Direction:
How many lines in the material below contain the string "ryder"? Give only the number.

(Dataset rows showing where objects appear)

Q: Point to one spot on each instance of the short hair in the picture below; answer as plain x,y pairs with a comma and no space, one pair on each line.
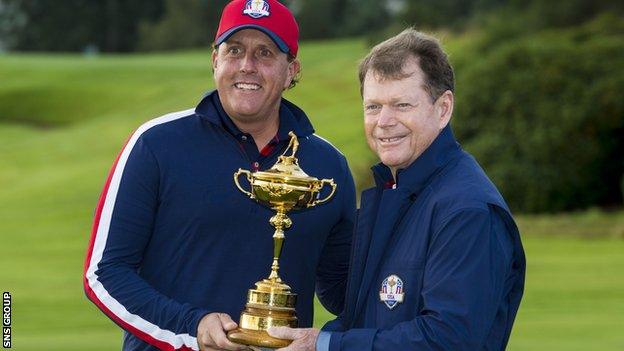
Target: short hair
388,58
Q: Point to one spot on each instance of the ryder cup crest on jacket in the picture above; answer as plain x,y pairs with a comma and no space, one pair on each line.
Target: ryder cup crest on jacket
391,292
268,16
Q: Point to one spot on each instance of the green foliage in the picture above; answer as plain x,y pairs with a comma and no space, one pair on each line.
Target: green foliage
544,116
186,24
74,25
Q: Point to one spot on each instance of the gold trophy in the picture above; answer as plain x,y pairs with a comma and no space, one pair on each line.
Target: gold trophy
284,187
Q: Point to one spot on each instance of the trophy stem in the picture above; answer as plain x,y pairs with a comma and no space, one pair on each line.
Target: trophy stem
280,221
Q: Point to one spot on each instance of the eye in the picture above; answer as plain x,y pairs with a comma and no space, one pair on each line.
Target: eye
264,52
371,107
234,50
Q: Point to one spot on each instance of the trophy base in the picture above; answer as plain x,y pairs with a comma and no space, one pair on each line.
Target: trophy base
256,338
270,305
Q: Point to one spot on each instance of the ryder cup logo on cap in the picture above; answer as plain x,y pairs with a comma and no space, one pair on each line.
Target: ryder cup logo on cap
256,8
391,292
268,16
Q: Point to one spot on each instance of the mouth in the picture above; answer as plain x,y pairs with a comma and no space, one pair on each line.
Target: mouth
390,140
247,86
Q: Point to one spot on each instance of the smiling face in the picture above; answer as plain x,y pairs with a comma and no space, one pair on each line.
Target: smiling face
251,73
400,120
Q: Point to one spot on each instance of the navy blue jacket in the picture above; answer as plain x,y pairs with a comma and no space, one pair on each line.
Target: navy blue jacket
174,239
447,234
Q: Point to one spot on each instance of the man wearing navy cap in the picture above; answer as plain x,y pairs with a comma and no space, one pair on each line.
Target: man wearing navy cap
175,246
437,259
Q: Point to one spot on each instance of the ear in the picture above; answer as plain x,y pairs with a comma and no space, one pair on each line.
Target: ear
293,69
214,58
444,108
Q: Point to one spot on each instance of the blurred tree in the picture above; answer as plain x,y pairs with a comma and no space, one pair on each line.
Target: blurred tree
365,16
445,13
320,18
544,115
186,24
73,25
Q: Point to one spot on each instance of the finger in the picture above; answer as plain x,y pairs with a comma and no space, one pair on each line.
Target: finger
227,322
221,341
283,333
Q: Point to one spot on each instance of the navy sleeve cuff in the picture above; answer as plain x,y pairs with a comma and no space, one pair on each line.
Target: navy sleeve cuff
322,341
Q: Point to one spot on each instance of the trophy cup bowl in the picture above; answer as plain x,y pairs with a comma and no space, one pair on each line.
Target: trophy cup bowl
284,187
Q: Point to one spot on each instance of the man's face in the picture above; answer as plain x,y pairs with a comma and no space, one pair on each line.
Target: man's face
400,120
251,73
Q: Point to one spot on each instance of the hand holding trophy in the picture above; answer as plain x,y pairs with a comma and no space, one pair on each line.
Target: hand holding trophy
284,187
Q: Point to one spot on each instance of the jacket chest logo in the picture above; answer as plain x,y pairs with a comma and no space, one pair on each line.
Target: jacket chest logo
391,292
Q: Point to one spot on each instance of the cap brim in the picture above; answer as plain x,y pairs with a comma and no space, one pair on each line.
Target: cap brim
277,40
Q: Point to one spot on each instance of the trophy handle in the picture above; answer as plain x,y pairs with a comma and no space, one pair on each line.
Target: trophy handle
329,182
236,175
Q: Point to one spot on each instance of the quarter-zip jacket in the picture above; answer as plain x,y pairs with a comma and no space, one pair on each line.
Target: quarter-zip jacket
174,239
447,234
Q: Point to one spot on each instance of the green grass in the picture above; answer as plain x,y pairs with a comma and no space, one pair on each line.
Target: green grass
63,119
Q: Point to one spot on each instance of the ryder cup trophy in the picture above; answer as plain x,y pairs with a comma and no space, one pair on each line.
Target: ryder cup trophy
284,187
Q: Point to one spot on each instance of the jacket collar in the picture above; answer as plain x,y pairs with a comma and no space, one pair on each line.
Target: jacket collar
416,176
291,117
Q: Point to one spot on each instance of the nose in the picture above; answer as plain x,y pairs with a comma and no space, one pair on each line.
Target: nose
248,64
386,117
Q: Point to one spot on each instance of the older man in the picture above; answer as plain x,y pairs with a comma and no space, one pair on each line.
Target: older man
437,259
175,245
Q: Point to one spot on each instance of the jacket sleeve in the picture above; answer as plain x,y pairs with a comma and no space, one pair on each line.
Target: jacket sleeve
122,229
334,262
463,287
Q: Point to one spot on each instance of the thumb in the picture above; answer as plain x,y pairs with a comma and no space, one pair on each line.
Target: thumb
227,322
283,332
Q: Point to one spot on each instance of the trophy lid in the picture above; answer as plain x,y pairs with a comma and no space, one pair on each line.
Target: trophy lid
287,167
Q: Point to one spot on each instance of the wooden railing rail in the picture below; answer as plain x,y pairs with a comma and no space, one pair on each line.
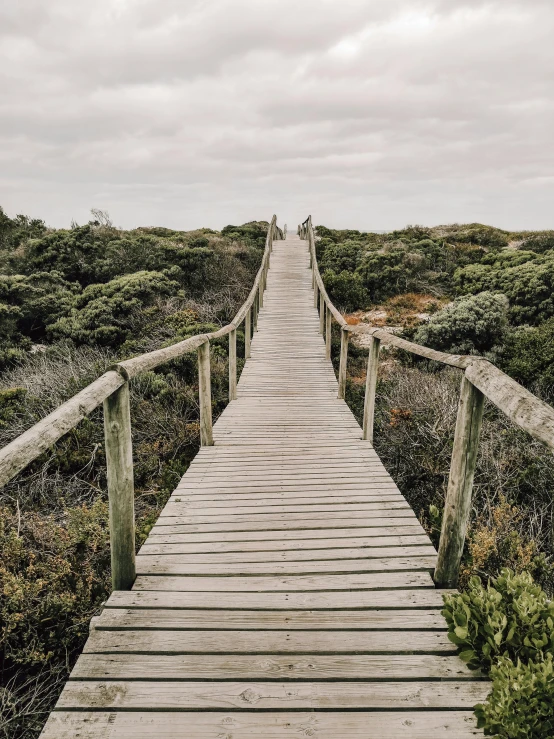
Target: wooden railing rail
480,379
112,390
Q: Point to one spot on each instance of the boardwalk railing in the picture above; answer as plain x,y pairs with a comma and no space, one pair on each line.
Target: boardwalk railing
480,379
112,389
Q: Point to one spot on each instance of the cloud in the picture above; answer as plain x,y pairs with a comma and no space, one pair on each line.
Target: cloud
368,115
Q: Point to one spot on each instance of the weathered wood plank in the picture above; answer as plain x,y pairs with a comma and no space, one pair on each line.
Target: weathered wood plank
167,618
248,695
269,642
365,581
272,667
177,564
252,725
286,600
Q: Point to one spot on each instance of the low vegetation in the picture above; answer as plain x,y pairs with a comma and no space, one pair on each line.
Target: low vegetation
474,290
71,301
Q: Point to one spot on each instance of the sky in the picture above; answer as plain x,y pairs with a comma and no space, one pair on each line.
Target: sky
368,114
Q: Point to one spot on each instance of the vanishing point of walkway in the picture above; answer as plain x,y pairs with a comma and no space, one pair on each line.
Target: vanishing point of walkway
286,588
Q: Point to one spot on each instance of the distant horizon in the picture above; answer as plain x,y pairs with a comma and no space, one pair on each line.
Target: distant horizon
280,222
382,113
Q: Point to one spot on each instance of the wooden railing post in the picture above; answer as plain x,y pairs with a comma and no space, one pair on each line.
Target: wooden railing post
205,393
344,336
119,459
233,365
247,333
370,386
460,483
328,317
255,312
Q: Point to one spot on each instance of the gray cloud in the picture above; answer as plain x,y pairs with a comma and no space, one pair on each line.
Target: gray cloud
369,115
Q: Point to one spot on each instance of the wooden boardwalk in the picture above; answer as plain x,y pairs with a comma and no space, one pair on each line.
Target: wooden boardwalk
285,590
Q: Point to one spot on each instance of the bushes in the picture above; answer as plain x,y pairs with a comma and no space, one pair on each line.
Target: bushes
507,628
469,324
513,617
528,284
521,701
527,355
346,290
102,313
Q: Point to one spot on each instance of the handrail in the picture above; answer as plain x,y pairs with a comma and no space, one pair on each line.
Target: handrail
481,379
112,389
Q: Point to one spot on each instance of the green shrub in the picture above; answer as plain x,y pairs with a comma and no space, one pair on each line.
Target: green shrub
341,257
527,355
521,703
512,617
105,314
473,323
345,289
528,284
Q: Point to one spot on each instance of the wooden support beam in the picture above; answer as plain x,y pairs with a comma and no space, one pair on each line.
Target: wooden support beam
328,317
205,393
370,386
233,365
119,460
460,484
247,333
255,309
344,335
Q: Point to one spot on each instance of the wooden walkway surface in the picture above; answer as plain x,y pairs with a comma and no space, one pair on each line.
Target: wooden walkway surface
285,590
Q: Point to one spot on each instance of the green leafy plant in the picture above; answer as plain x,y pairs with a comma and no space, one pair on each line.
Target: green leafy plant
472,323
511,616
520,705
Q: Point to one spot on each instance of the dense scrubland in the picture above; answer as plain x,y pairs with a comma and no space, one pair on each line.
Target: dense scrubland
467,289
71,300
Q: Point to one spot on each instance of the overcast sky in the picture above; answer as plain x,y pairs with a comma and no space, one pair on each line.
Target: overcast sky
365,113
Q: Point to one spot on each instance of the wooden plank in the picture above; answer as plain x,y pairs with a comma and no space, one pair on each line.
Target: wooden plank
178,564
287,555
185,696
313,538
365,581
252,725
167,618
269,642
272,667
286,600
179,525
177,507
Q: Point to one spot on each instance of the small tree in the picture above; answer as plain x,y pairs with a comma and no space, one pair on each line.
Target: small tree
474,323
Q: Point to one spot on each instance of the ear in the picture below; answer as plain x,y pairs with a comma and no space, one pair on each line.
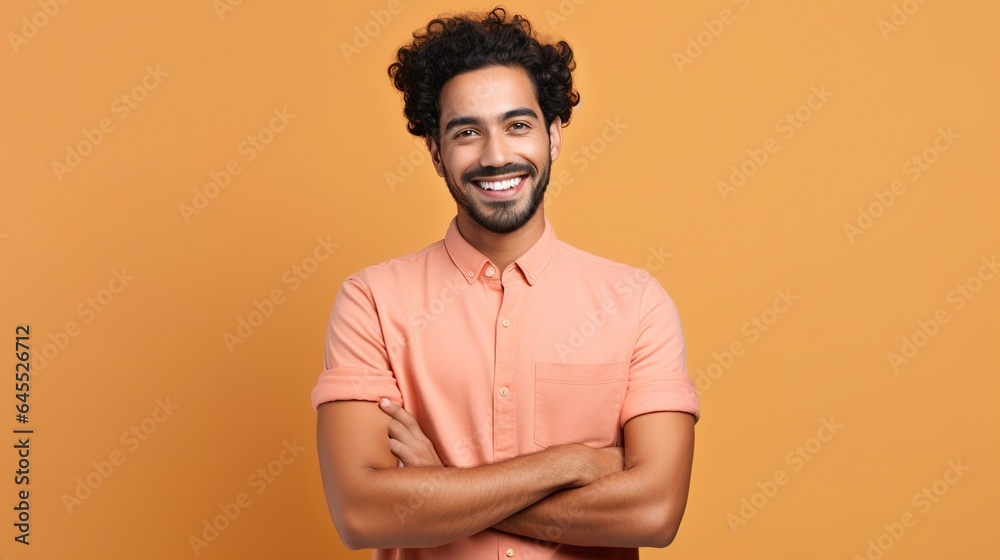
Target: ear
555,138
435,150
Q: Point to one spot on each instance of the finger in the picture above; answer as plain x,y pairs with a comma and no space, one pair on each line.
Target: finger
399,413
399,432
402,452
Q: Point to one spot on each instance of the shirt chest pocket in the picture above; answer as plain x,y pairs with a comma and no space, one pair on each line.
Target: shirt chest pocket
578,403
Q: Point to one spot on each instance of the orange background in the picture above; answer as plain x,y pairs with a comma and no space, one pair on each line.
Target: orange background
650,187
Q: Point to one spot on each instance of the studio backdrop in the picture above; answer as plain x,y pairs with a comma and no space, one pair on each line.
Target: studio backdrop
185,185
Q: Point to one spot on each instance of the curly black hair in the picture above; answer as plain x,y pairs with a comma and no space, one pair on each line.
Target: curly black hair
450,46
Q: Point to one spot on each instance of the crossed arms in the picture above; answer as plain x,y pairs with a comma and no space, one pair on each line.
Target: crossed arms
571,494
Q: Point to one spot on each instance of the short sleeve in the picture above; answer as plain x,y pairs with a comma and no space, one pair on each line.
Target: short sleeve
356,364
657,379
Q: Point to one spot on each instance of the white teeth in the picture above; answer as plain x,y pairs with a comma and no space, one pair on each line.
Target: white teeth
499,185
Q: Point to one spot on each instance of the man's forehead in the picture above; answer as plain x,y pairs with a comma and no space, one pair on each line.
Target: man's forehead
487,92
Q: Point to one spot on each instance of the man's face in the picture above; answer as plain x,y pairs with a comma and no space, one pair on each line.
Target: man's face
494,150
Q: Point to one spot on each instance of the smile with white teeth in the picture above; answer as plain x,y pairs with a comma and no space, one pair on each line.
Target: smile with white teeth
499,185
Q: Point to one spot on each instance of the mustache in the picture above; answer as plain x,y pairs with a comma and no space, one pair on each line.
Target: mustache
509,169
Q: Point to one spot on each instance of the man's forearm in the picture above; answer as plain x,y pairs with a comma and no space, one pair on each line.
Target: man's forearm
639,506
617,511
431,506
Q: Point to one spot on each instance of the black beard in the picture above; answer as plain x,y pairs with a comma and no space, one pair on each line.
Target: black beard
503,219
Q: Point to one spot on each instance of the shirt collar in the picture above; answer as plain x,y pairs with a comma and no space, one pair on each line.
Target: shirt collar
470,261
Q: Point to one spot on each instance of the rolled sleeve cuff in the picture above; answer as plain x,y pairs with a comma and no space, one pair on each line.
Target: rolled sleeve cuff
355,384
675,394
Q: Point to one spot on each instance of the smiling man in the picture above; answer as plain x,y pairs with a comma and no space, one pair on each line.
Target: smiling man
501,394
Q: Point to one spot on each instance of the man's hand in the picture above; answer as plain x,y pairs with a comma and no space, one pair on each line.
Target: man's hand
406,440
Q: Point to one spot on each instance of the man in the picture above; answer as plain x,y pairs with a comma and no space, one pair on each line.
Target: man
501,394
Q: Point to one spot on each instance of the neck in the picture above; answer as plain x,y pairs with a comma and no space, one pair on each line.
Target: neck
502,248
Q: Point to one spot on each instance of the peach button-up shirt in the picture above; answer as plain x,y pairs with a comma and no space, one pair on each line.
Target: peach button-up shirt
561,347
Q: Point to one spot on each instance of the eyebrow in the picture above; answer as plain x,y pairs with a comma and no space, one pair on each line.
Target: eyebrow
467,120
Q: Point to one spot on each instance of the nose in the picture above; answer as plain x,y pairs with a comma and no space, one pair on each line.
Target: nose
496,151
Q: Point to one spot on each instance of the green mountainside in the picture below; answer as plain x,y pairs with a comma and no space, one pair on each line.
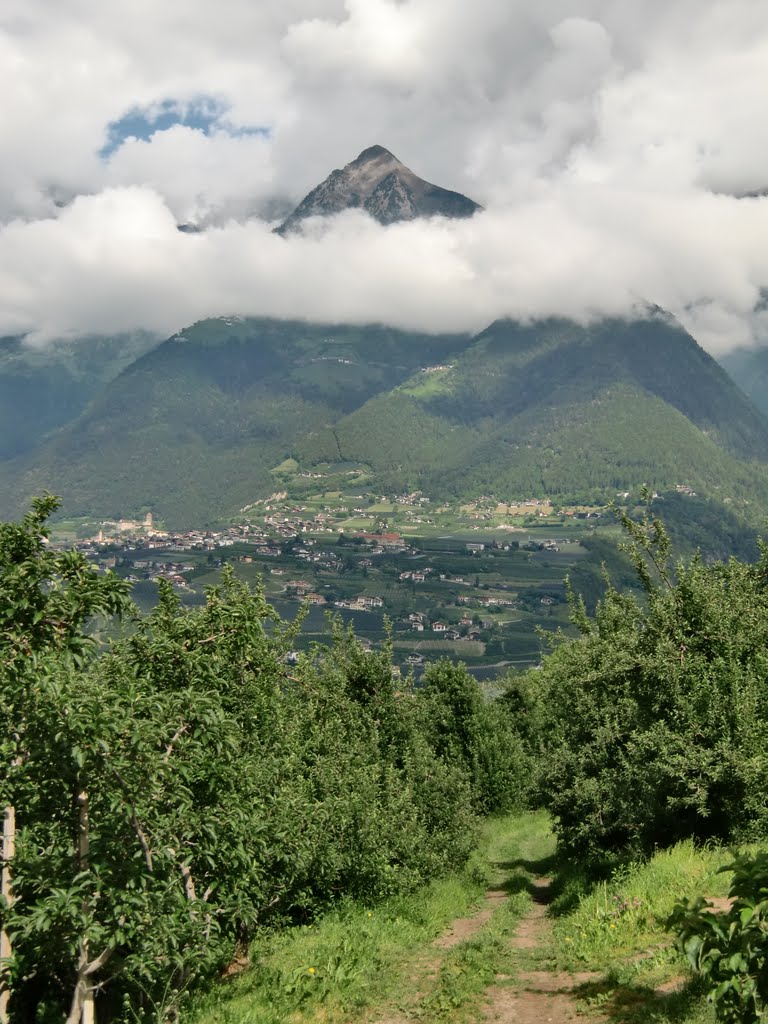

Answer below:
6